● **TASK 1**
Using the bug report below on the hanging WebDriver:NewWindow command, decide whether each statement (a), (b) and (c) agrees with it. Answer yes or no for each and quote the words from the report that settle it. (a) The hang occurs in upstream jobs but not in the project's own CI. (b) The test in the log excerpt ended with the status it was expected to have. (c) The load events are printed after the browsing context is checked.
● **TASK 2**
Write the next part of the bug report below on the hanging WebDriver:NewWindow command, starting right after its final sentence.

● **SOURCE DOCUMENT**

□ □ □

WebDriver:NewWindow with type "tab" hangs in upstream wpt stability jobs
Categories
(Remote Protocol :: Marionette, defect, P2)
Tracking
(firefox97 fixed)
Tracking | Status | |
---|---|---|
firefox97 | --- | fixed |
People
(Reporter: whimboo, Assigned: whimboo)
References
Details
(Whiteboard: [bidi-m3-mvp])
Attachments
(3 files)
See https://github.com/web-platform-tests/wpt/issues/31499 for the upstream issue.
The problem seems to only happen with the tests test_no_top_browsing_context
for most of the WebDriver commands. In these cases the New Window
command with type tab
doesn't return. Interestingly this only happens upstream and not in our own CI.
Here an excerpt:
0:29.61 pid:1401 1636025190236 Marionette DEBUG 0 -> [0,241,"WebDriver:NewWindow",{"type":"tab"}]
0:29.62 pid:1401 1636025190241 Marionette TRACE Received observer notification domwindowopened
0:29.74 pid:1401 1636025190366 Marionette TRACE Received event beforeunload for about:blank
0:29.75 pid:1401 1636025190376 Marionette TRACE Received event pagehide for about:blank
0:29.76 pid:1401 1636025190381 Marionette TRACE Received event DOMContentLoaded for about:blank
0:29.76 pid:1401 1636025190381 Marionette TRACE Received event pageshow for about:blank
0:59.37 TEST_END: TIMEOUT, expected OK
Most likely we hang in waiting for the load event of the newly opened tab:
Maybe it's caused by a remoteness change that we miss to detect and wait forever.
Assignee | ||
Comment 1•3 years ago
|
||
Sadly we print out the load events before checking the browsing context:
https://searchfox.org/mozilla-release/rev/67bec9f7c690bbc72cfefe652a9d5fffb961b698/remote/marionette/sync.js#550-557
As such it's possible that the browsing context has been changed and we did not detect that. Maybe it would be good to also use the WebProgressListener here similar to what we have in mind for bug 1739008.

□ □ □

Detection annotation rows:
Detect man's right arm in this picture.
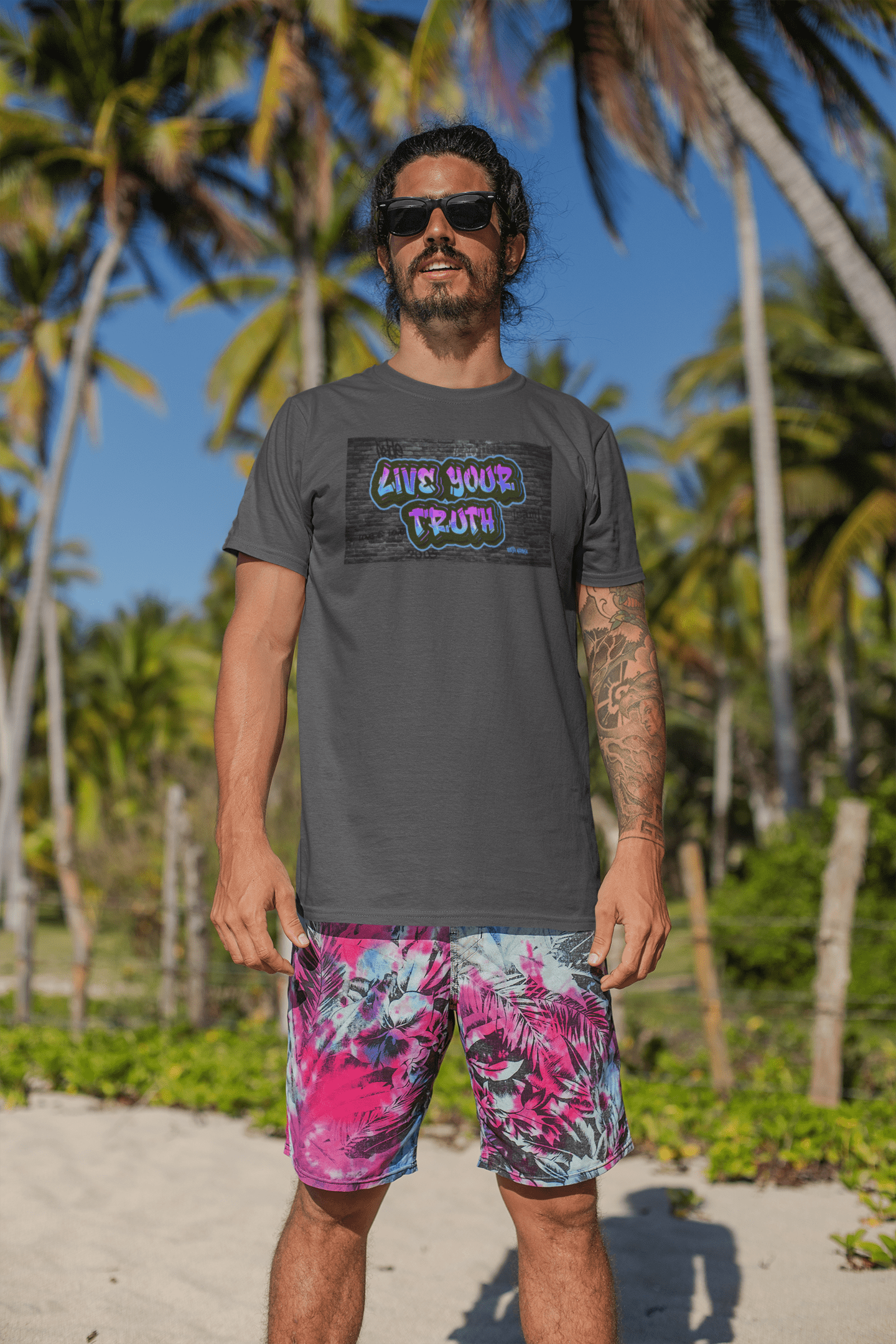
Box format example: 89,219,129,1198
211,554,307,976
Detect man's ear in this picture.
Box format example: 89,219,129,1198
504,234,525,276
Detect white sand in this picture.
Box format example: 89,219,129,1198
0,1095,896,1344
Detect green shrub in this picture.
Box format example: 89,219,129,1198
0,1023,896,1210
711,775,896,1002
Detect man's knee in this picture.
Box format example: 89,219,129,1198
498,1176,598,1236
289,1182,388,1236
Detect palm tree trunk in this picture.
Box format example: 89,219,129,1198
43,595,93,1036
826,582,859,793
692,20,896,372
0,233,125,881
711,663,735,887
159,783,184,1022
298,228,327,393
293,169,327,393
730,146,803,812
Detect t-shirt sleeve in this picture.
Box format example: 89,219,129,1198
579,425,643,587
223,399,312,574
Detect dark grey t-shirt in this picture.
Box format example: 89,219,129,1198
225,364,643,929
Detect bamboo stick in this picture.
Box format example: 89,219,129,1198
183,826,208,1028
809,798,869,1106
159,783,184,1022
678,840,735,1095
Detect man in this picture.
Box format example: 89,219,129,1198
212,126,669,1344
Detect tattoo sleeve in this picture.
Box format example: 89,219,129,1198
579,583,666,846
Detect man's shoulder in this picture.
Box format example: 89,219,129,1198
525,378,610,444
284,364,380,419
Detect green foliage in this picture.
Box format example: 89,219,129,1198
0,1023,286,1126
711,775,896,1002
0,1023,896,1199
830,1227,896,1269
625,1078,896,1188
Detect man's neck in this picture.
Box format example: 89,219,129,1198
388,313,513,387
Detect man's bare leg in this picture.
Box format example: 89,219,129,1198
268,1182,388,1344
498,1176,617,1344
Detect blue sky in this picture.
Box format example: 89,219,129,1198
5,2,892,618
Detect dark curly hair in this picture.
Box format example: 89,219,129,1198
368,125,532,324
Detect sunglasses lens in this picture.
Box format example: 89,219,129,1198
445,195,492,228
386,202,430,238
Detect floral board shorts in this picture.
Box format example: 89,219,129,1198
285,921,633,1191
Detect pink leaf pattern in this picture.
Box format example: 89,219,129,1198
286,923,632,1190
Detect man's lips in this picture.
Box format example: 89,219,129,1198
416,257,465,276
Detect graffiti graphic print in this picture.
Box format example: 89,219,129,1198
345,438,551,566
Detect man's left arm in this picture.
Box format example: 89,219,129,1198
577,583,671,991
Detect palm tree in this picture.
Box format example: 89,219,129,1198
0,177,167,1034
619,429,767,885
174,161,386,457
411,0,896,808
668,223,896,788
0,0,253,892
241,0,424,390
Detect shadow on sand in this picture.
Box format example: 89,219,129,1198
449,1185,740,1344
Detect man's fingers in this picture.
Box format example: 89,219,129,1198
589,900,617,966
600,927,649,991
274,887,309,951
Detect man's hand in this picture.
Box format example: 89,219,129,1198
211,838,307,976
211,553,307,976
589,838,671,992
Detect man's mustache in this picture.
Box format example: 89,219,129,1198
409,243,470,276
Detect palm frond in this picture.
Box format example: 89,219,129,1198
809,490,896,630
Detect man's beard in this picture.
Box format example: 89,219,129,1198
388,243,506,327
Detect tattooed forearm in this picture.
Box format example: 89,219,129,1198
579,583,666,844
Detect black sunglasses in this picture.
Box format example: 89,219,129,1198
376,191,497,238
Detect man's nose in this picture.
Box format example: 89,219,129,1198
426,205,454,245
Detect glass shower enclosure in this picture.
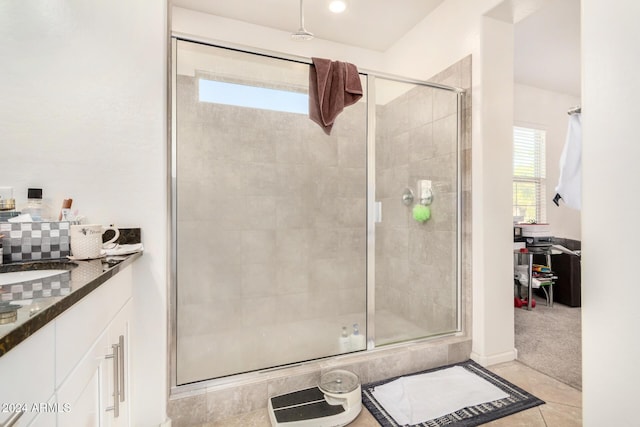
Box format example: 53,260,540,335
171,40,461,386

□ □ □

● **EXERCISE RESPONSE 1**
(a) Yes: "Interestingly this only happens upstream and not in our own CI."
(b) No: "TEST_END: TIMEOUT, expected OK"
(c) No: "Sadly we print out the load events before checking the browsing context"

● **EXERCISE RESPONSE 2**
Assignee | ||
Comment 2•3 years ago
|
||
Updated•3 years ago
|
Assignee | ||
Comment 3•3 years ago
|
||
I uploaded a small patch to improve the logging. We need to get it landed first and reach Nightly before I can test upstream again.
Assignee | ||
Comment 4•3 years ago
|
||
Lets wait for the code from bug 1739008 has been landed. It will make things easier also for this command.
Pushed by hskupin@mozilla.com: https://hg.mozilla.org/integration/autoland/rev/00c3528c6e15 [marionette] Improve logging for load events in waitForLoadEvent. r=webdriver-reviewers,jdescottes
Comment 6•3 years ago
|
||
bugherder |
Assignee | ||
Comment 7•3 years ago
|
||
With the patch landed and on Nightly I ran another nightly stability job on the wpt CI and the WebDriver:NewWindow
command hangs with:
0:26.87 pid:1407 1636132910074 Marionette DEBUG 0 -> [0,241,"WebDriver:NewWindow",{"type":"tab"}]
0:26.88 pid:1407 1636132910080 Marionette TRACE Received observer notification domwindowopened
0:56.60 TEST_END: TIMEOUT, expected OK
As such it's clear that we do not listen on the correct browsing context for the page load events and as such wait forever for the tab to be loaded.
It's not clear why we do not see that in our own CI and cannot reproduce locally, but a fix is needed and it can be done equally to bug 1739008.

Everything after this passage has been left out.